• [Supplied records]:
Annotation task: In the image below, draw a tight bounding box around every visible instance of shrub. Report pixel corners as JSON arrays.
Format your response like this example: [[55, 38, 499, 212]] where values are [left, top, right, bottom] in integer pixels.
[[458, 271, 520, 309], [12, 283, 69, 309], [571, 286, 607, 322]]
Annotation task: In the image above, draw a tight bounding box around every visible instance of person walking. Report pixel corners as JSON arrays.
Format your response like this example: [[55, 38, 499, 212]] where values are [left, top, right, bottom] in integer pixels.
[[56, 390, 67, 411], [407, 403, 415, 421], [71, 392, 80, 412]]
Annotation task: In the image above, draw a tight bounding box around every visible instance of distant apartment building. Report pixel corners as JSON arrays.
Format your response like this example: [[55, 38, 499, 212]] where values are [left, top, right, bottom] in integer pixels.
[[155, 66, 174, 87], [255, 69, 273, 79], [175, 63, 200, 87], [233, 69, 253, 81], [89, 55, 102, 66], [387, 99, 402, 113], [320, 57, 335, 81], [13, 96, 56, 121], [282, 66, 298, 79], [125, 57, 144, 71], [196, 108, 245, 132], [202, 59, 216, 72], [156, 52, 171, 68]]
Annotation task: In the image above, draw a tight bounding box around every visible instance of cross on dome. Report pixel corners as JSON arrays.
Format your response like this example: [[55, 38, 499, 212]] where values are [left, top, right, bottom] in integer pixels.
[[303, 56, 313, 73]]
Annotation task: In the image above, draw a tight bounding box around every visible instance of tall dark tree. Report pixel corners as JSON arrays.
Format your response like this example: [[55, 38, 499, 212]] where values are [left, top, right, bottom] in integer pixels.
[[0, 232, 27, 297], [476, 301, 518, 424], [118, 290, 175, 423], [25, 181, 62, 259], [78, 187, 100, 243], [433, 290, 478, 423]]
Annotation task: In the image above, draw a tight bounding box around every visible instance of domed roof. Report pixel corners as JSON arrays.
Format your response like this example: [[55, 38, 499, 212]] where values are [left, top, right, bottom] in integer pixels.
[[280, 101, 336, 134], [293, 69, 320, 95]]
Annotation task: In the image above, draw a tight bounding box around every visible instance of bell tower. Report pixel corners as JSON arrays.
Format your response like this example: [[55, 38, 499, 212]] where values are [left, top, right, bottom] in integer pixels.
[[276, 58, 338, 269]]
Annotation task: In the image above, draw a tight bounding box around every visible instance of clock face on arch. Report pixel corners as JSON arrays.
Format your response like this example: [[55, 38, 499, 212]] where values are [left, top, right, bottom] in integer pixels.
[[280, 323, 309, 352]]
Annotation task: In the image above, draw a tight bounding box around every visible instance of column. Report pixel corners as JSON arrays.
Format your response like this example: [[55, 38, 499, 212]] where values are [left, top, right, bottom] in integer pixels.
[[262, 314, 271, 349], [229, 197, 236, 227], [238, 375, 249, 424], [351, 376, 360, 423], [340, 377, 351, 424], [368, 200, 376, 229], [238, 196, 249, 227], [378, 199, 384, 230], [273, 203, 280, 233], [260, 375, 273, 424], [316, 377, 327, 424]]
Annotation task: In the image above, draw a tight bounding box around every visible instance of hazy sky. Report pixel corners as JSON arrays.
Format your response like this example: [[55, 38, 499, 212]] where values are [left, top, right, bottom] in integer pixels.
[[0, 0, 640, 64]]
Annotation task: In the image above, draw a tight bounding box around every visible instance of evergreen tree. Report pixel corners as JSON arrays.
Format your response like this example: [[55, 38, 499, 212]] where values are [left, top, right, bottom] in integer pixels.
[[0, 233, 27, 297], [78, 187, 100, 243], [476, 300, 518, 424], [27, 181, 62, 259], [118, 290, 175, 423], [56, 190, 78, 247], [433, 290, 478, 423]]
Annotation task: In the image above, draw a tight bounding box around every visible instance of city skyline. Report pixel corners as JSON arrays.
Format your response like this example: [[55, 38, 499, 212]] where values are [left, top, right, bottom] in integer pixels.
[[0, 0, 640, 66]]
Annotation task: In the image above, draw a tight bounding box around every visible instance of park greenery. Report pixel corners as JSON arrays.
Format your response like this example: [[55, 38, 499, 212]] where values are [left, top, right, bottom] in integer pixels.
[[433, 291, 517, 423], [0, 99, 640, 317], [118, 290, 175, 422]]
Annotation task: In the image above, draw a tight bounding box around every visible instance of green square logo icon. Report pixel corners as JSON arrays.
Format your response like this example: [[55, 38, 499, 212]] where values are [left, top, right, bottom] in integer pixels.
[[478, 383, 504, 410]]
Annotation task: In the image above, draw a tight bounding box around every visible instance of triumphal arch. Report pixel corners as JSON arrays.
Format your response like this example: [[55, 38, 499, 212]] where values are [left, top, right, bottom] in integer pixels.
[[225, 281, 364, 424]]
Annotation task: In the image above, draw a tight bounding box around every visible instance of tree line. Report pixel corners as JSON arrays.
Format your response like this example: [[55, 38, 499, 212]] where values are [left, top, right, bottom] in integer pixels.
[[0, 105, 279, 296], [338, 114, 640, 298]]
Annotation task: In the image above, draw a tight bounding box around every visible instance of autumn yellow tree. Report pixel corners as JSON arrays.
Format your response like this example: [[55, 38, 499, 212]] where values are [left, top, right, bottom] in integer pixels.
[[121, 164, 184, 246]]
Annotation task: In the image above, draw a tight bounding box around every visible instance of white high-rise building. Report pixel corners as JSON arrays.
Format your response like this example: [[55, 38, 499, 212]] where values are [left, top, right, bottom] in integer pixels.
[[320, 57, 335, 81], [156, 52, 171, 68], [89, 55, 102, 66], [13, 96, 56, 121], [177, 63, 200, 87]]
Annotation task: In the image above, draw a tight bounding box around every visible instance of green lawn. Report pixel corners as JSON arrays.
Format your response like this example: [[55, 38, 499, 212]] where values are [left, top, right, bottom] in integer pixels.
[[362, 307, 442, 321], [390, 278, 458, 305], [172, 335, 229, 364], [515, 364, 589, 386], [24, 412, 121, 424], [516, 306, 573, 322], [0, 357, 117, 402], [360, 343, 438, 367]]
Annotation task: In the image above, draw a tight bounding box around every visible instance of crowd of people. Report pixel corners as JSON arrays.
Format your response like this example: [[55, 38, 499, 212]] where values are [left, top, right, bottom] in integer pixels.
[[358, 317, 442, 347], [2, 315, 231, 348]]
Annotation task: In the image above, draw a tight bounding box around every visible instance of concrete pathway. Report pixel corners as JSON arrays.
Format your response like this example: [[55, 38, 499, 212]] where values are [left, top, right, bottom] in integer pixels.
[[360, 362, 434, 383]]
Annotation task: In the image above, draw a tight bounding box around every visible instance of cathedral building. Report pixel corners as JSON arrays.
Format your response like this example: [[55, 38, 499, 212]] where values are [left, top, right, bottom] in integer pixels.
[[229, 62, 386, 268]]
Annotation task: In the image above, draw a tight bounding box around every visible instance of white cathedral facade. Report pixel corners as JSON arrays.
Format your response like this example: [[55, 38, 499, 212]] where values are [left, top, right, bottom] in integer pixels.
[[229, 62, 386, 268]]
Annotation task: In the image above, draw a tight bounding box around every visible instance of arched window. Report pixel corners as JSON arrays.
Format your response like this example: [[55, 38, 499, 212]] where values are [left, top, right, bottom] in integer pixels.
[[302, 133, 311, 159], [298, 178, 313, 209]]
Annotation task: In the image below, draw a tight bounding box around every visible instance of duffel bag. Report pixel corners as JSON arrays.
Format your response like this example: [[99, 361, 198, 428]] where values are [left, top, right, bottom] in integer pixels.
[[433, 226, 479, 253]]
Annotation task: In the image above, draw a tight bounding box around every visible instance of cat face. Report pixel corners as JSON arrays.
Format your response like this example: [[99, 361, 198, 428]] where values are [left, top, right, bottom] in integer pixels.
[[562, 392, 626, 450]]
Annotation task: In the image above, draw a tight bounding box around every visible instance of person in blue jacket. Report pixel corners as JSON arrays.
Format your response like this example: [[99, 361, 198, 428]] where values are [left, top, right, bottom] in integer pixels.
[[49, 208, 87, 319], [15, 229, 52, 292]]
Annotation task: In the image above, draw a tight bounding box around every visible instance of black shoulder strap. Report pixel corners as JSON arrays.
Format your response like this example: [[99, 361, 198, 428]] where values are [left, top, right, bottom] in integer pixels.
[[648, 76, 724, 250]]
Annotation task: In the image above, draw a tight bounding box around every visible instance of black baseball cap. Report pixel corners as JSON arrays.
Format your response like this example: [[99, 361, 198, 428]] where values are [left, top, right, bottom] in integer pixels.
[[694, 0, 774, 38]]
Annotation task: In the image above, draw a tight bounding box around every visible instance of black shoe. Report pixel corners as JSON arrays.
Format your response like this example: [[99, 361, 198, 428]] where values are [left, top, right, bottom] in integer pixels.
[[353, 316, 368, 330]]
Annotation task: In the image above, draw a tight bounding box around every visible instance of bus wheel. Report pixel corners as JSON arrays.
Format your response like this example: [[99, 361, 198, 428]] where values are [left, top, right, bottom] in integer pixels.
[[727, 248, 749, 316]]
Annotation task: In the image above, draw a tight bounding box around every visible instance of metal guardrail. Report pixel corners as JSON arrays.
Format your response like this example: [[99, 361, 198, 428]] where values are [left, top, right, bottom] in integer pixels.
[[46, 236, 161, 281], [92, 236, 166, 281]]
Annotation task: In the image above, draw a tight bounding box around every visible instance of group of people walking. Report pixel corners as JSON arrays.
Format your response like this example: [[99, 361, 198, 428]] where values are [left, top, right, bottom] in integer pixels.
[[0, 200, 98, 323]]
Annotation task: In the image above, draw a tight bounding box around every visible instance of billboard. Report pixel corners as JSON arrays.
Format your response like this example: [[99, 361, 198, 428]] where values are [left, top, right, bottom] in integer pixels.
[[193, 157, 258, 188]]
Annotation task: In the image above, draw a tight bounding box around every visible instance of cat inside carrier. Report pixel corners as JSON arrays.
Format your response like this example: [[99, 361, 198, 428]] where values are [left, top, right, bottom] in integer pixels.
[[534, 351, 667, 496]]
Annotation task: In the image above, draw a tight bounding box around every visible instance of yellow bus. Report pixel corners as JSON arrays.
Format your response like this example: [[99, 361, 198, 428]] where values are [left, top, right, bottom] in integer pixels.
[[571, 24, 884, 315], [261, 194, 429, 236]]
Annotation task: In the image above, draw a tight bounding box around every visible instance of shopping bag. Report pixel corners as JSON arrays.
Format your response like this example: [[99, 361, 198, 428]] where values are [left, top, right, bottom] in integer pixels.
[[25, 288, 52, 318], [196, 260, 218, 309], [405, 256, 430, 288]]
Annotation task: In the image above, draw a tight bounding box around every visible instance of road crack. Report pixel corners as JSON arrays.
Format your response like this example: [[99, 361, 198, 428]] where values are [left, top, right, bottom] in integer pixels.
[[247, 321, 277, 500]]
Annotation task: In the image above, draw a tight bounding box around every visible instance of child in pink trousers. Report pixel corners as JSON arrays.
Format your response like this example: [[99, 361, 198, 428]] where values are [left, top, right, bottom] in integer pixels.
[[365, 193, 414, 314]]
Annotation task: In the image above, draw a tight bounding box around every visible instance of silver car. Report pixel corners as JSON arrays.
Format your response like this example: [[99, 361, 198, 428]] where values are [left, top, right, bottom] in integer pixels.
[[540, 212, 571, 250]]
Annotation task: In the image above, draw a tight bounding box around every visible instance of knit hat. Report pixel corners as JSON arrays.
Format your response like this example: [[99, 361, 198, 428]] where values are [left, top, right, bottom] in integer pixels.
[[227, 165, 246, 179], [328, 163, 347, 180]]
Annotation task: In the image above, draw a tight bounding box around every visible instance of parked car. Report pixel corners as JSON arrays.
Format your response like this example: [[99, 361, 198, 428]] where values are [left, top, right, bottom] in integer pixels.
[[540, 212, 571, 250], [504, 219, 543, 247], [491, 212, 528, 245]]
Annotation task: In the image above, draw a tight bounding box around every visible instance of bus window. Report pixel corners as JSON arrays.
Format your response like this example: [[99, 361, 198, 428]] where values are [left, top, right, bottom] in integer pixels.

• [Exercise directions]: Render the records between the line holding "face. Report pixel corners as JSON arrays." and the line holding "[[49, 208, 87, 319], [15, 229, 52, 292]]", inclusive, as a two-column CSV with the columns record_text and answer and one row per record. Put each value in a single quoted field and replace its line breaks with spaces.

• [Exercise output]:
record_text,answer
"Annotation task: In the image above, draw a tight bounding box around every visible instance of cat face. Report pixel corners as JSON arrays. Format your response like this example: [[99, 361, 198, 428]] where values are [left, top, right, bottom] in integer pixels.","[[562, 392, 626, 450]]"
"Annotation task: In the image above, draw a tight bounding box around every visible instance of person in blue jacket. Report pixel corners as JSON arrays. Format your response like this example: [[99, 361, 198, 428]] where values are [left, top, right, bottom] in integer pixels.","[[49, 208, 87, 319], [15, 229, 52, 292]]"